= TASK TO CARRY OUT =
Reproduce all of the material exactly as shown.

☆ ☆ ☆ ☆

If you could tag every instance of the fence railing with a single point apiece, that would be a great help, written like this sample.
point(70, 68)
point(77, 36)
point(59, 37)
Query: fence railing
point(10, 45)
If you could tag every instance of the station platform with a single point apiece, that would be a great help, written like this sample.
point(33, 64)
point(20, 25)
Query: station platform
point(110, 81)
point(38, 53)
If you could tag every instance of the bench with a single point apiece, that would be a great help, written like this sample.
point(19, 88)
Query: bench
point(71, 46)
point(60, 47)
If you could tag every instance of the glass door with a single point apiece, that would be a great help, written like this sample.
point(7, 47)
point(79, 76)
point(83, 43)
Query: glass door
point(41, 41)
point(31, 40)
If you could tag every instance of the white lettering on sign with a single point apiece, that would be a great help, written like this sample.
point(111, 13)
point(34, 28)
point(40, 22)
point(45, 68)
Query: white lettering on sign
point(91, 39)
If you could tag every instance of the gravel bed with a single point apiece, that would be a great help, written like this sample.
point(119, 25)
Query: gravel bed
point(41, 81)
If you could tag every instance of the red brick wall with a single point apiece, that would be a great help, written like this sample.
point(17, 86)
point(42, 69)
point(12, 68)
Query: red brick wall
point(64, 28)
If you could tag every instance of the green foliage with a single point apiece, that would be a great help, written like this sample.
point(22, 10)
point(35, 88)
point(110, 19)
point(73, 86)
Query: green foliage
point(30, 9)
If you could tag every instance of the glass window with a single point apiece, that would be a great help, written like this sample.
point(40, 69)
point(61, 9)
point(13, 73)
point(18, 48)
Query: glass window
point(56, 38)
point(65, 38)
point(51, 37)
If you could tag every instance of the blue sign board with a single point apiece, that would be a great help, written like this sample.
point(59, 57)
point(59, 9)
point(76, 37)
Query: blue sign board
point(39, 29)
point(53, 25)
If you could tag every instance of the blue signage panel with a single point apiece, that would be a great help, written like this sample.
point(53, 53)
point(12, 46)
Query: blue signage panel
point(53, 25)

☆ ☆ ☆ ☆

= TASK RESULT =
If you could tag every instance of the fence railing with a single point apiece, that would be a great help, written like this sample.
point(70, 68)
point(77, 36)
point(59, 37)
Query: fence railing
point(10, 45)
If you could tag every instance of the station platform with a single point apiece, that would be a great help, written like this sample.
point(33, 64)
point(20, 25)
Query: station platform
point(110, 81)
point(38, 53)
If you could tag every instance of the bench with a single point apiece, that would be a great help, written like this sample.
point(19, 88)
Query: bench
point(71, 46)
point(60, 47)
If you could tag every instance of the glass door with a single point apiece, that would be a great help, written like this sample.
point(7, 47)
point(79, 76)
point(83, 43)
Query: glass door
point(41, 41)
point(31, 40)
If you could tag every instance of the white lettering on sign with a single point apiece, that would be a great help, written like this sample.
point(111, 13)
point(34, 28)
point(40, 22)
point(45, 68)
Query: white lettering on sign
point(91, 39)
If you could tag every instance of the gravel bed with a single point apiece, that would be a great help, written like this sample.
point(119, 25)
Query: gravel bed
point(41, 81)
If you could tag every instance of the red brick wall with a single point apiece, that would be a great help, written like this sample.
point(17, 86)
point(42, 69)
point(12, 68)
Query: red brick wall
point(64, 28)
If you could tag every instance of the green foliage with a single point apiece, that would be a great help, written like this sample.
point(22, 10)
point(35, 88)
point(110, 19)
point(73, 86)
Query: green foliage
point(30, 9)
If you could tag every instance of the glass window with a single point apiece, that would be a great help, written like this sample.
point(40, 69)
point(61, 9)
point(13, 73)
point(18, 48)
Query: glass window
point(56, 38)
point(65, 38)
point(51, 37)
If you could tag every instance of the blue sign board with a single point apiece, that would be a great help, written like this sample.
point(59, 57)
point(59, 9)
point(76, 37)
Query: blue sign board
point(39, 29)
point(53, 25)
If you could tag every instance of the blue signage panel with a single point apiece, that would be a great help, written like this sample.
point(53, 53)
point(12, 46)
Query: blue signage panel
point(53, 25)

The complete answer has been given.